_Input for this task_
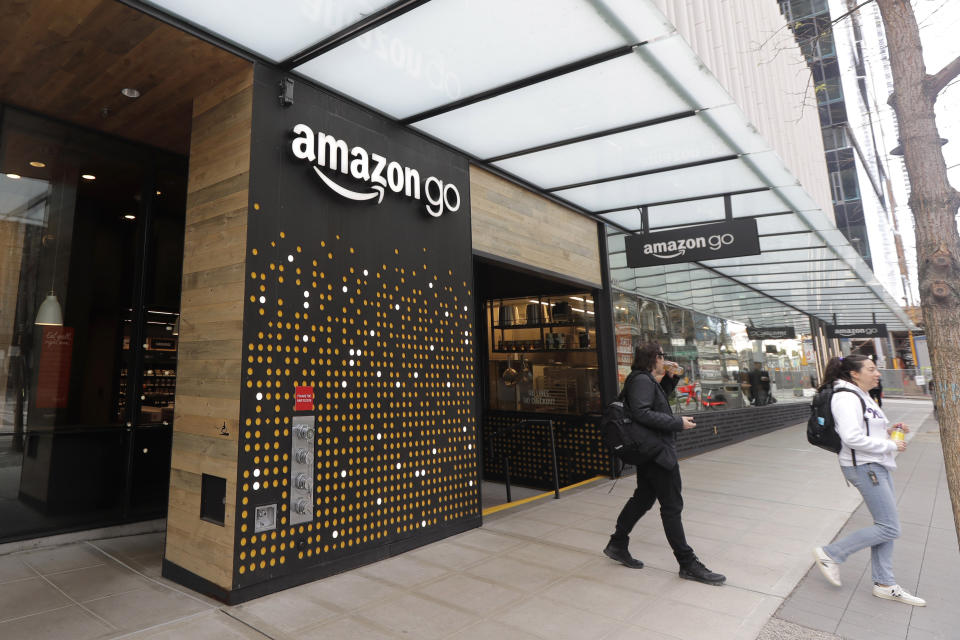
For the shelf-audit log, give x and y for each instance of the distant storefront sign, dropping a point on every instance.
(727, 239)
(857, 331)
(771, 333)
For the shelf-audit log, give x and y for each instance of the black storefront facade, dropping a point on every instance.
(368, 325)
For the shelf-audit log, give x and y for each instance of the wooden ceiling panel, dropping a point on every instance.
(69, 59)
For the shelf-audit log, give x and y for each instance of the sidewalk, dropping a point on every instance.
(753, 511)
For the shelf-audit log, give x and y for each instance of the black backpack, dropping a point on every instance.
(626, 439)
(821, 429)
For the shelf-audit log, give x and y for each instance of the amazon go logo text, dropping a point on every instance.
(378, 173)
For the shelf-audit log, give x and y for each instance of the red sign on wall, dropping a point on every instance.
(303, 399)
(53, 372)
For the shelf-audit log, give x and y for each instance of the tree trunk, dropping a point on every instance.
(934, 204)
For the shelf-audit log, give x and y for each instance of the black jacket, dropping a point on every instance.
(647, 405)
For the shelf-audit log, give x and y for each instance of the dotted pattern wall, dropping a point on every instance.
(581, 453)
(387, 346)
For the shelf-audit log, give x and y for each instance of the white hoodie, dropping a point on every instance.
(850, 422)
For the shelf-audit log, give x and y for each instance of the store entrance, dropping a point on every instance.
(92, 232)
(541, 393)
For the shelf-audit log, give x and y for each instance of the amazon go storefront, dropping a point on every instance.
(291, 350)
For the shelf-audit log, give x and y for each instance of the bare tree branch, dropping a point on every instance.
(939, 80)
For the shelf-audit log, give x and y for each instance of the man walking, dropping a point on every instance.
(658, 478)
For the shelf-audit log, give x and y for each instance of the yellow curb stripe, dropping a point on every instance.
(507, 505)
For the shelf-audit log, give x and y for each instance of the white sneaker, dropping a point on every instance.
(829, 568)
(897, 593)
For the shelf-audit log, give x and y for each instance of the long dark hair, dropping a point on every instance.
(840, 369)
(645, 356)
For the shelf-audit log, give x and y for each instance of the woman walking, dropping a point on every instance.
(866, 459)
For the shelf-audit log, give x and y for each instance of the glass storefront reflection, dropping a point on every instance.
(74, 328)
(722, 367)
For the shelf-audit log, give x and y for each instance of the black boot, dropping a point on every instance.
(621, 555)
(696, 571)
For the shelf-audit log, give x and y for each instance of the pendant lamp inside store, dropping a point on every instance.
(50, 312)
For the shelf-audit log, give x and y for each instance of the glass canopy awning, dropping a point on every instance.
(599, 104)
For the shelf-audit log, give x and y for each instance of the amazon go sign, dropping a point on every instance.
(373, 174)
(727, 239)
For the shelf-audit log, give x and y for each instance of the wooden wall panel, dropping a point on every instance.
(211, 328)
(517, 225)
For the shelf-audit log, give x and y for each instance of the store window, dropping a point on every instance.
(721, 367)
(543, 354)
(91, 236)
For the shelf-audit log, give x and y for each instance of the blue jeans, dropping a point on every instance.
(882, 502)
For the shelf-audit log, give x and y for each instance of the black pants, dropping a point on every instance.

_What needs to be done_
Would you please repeat all the data word for word, but without the pictures?

_Final answer_
For the shelf-audit log, give x and y for each instance of the distant storefront sign, dropping a point on every instance.
(727, 239)
(857, 331)
(771, 333)
For the shelf-audit log, give x and y for each instance of the black storefront facade, dropping a point on every instance.
(368, 325)
For the shelf-audit log, give x and y for each instance of the wooden ceiling panel, dropping a point on every instance.
(69, 59)
For the shelf-audit log, give x and y for each instance of the sidewalk, dropping a point on every instance.
(753, 511)
For the shelf-audit log, give x and y for each instance of the black backpack, dropping a point on every instance.
(626, 439)
(821, 429)
For the shelf-audit log, give x and y for each instance of the amazon go logo text, dropping a point on every instance.
(378, 173)
For the shelf-audit log, give x and y for each instance of the red sign on wall, dropping a point on every instance.
(303, 399)
(53, 372)
For the shelf-audit log, give x and y for each instance of the tree trunk, dropping a point on every instance.
(934, 204)
For the shelf-audit log, give x and y for each instance of the black jacket, dropping a point on every instance.
(647, 405)
For the shelf-audit log, give x and y for each instance of the dotted pattern wall, dropping a point on every instance.
(581, 453)
(387, 346)
For the shelf-audit log, give x and y for each instance of the white hoodie, dropping a point on every instance.
(850, 422)
For the shelf-audit log, give x and y for each instance of the store entrance, dropping a point on every instance.
(92, 232)
(541, 393)
For the shelf-audit log, give x and y for each instance of the amazon go storefront, dropping a point on every instance.
(291, 350)
For the shelf-audit log, give x and y for each instance of the bare tree branch, dropping a point on every instance.
(939, 80)
For the shelf-audit log, give x and y for each instance of the man walking, dropping a point on every instance.
(658, 478)
For the shelf-audit log, give x and y for each instance of the yellow curb stripe, dropping a point on every instance.
(507, 505)
For the shelf-audit log, give x and y for each instance of the white sneaker, dropping a point on every instance.
(829, 568)
(897, 593)
For the shelf-audit log, give x and y for each instance of the long dark hair, dropping a point on every instance.
(840, 369)
(645, 356)
For the shelf-audit log, give x and y for each instance of the woman walking, dropping a point on every instance.
(866, 459)
For the shelf-audit log, give x and y for each instance of the glass storefront reflection, dropping a point on every instance.
(74, 328)
(722, 367)
For the shelf-audit log, give x and y for each instance of the black boot, dropping a point on every instance.
(621, 555)
(696, 571)
For the shelf-audit log, give x and y for each instance of the pendant lamp inside store, dropping a point on every instance.
(50, 312)
For the shelf-audit log, give x and y for each instance of the glass canopy awning, dropping a point on every instance.
(599, 104)
For the shelf-audit log, give x and y for each instance of the amazon go sign, dropping a point on every instance.
(373, 174)
(727, 239)
For the shelf-audit log, give x and y for each instance of the wooden wall panel, dropping a point on every instance.
(211, 328)
(517, 225)
For the shelf-audit log, give x and y for each instance of the store window, dropping a point on every instance.
(721, 367)
(543, 354)
(91, 236)
For the shelf-audit log, give x and y for each instance of the blue jeans, dropping a point on every instance.
(882, 502)
For the shelf-audit log, give x and y for each instance of the black pants, dropping a point on every instance.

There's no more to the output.